In addressing the imperative need for accurate target detection within a complex electromagnetic environment, the inevitable developmental trend is observed in multifunctional integrated radar technology. FDA stands out for its transmit beampattern with broad spatial coverage, and flexible beamformers can be configured through equivalent transmit beamforming in the receiver. Through meticulous system design and signal processing, high-dimensional DOFs can be attained with FDA. This study has thoroughly examined and synthesized the theory and methodologies of multifunctional integrated FDA, emphasizing integrated detection and estimation technologies, integrated ambiguity resolution and jammer suppression, as well as integrated SAR imaging and moving target detection. However, there are areas that necessitate further exploration, such as the suppression of fast-repeated mainlobe jammers, orthogonal waveform design, and system design. Presently, multifunctional integrated FDA studies are predominantly theoretical, urging the development of practical technologies to enhance the capability of the system in processing multiple functions and tasks, thereby elevating situational awareness, integration degree, and overall performance.

6.2 Potential developments

Considering current trends in FDA system applications and practical requirements, potential avenues for studies on multifunctional integrated FDA are outlined:

(1) Waveform design based on joint spatial-temporal-frequential modulations

Given that FDA has a flexible beamforming nature, methods for designing transmit waveforms utilizing spatial-temporal-frequential modulations should be explored. Spatially, the technology of wide transmit beams and equivalent transmit-receive multiple beams should be investigated to address the spatial beam scanning contradiction of the multifunctional system. Temporal-frequential domain considerations involve broadening the instant beam width by combining with ultrawideband, fully leveraging controllable system resources in multiple dimensions. Establishing a waveform library tailored to specific tasks and environments becomes feasible through these means.

[TASKS TO PERFORM]
**1.** Repeat the passage on multifunctional integrated FDA radar from "Given that FDA" to "through these means.".
**2.** In the passage on multifunctional integrated FDA radar, what feature of FDA is said to make it stand out?
**3.** Write the next part of the passage on multifunctional integrated FDA radar, starting after its final sentence.

[INFORMATION SUPPLIED]
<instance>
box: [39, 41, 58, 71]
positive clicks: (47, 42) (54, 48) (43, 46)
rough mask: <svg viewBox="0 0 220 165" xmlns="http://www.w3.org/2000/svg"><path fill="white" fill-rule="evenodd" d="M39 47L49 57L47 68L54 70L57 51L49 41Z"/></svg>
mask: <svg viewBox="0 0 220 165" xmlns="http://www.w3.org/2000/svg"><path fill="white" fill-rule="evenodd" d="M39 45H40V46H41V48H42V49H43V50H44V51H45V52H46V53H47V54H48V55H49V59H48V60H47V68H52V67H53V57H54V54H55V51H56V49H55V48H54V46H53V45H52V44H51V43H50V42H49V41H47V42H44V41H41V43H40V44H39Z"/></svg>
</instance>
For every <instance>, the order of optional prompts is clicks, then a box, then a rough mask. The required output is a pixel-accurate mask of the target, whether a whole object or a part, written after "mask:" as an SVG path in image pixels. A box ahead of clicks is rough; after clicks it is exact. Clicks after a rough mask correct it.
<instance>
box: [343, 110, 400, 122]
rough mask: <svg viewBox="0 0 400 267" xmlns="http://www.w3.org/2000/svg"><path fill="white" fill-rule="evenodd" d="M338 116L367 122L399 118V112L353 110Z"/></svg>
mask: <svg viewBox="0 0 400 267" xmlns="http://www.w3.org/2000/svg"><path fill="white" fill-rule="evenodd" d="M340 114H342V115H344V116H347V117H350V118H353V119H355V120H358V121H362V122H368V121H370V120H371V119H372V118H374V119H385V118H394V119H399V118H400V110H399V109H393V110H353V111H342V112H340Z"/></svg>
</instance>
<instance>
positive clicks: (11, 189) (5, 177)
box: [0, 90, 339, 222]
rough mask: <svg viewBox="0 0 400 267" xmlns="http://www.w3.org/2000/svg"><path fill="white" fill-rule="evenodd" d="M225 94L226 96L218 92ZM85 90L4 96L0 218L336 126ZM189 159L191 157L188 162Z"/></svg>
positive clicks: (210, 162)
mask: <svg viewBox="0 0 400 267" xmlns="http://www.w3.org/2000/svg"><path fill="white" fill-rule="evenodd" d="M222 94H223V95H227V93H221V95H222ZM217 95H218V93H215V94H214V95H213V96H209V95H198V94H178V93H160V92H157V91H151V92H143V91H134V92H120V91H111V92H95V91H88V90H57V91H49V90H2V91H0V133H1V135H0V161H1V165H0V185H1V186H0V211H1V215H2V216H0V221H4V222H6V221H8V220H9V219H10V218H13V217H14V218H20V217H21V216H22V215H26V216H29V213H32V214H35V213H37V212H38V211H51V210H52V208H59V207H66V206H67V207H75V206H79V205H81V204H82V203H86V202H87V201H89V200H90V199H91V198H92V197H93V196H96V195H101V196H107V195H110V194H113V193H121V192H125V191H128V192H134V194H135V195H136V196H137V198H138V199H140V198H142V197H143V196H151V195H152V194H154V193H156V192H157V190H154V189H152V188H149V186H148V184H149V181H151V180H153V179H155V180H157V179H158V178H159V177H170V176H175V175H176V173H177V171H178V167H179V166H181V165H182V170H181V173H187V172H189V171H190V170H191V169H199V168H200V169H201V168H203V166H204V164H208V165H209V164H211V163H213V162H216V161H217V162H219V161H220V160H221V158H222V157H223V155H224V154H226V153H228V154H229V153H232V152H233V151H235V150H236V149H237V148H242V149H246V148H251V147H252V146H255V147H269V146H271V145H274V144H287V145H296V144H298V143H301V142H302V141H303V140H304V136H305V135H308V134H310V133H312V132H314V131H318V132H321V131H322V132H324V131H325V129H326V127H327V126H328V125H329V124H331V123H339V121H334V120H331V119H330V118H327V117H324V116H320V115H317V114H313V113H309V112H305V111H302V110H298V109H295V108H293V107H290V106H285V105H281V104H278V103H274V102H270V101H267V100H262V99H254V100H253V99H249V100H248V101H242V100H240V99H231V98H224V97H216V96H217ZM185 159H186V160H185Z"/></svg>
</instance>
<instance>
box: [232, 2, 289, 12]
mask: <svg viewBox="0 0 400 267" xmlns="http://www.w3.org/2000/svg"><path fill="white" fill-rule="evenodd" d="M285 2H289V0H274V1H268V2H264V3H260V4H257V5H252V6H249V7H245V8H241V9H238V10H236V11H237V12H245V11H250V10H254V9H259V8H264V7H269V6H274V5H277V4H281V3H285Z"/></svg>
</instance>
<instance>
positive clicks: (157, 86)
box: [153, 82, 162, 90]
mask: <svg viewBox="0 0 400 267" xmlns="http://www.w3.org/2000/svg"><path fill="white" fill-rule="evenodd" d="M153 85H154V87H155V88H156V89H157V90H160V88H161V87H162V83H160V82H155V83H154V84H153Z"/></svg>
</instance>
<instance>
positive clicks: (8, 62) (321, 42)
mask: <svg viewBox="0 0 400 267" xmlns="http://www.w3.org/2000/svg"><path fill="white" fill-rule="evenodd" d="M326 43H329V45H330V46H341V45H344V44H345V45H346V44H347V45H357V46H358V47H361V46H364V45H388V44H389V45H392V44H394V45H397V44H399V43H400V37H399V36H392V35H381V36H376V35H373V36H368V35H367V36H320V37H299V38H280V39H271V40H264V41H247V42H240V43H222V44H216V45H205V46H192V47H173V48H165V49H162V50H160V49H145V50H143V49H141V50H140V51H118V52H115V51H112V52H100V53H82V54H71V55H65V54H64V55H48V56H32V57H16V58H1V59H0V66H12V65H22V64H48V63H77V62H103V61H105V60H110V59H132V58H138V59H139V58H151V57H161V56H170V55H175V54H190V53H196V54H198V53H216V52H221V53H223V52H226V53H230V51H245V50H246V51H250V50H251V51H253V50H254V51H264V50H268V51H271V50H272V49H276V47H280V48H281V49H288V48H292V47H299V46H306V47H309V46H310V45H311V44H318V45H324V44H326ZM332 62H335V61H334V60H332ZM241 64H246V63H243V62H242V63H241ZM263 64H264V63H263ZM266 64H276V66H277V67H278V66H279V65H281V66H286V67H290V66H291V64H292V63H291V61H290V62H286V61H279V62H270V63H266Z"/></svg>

[TASK-BY-TASK ANSWERS]
**1.**
Given that FDA has a flexible beamforming nature, methods for designing transmit waveforms utilizing spatial-temporal-frequential modulations should be explored. Spatially, the technology of wide transmit beams and equivalent transmit-receive multiple beams should be investigated to address the spatial beam scanning contradiction of the multifunctional system. Temporal-frequential domain considerations involve broadening the instant beam width by combining with ultrawideband, fully leveraging controllable system resources in multiple dimensions. Establishing a waveform library tailored to specific tasks and environments becomes feasible through these means.

**2.** Its transmit beampattern with broad spatial coverage.

**3.**
(2) Intelligent processing combined with cognitive radar

The rising demand for situational awareness necessitates acquiring environmental information through interactive learning within the multifunctional system. Parameters of transmitters and receivers are adaptively adjusted based on a priori knowledge and ratiocination, enabling closed-loop processing of information involving cognition, reaction, decision, evaluation, and optimization^[85,86]. To accommodate diversity and time-variety, the multifunctional integrated system evolves toward intelligence, digitization, modularity, and networking, achieving system optimization with reduced calculations.

(3) Implementation of the multifunctional integrated FDA system

The success of the multifunctional integrated FDA system hinges not only on theoretical innovation but also on practical implementation, evaluated through experimental tests. Additionally, digitalization trends prompt the exploration of monolithic integration, reducing the volume and cost of radar systems by integrating multiple functions and expanding the application areas of radar systems.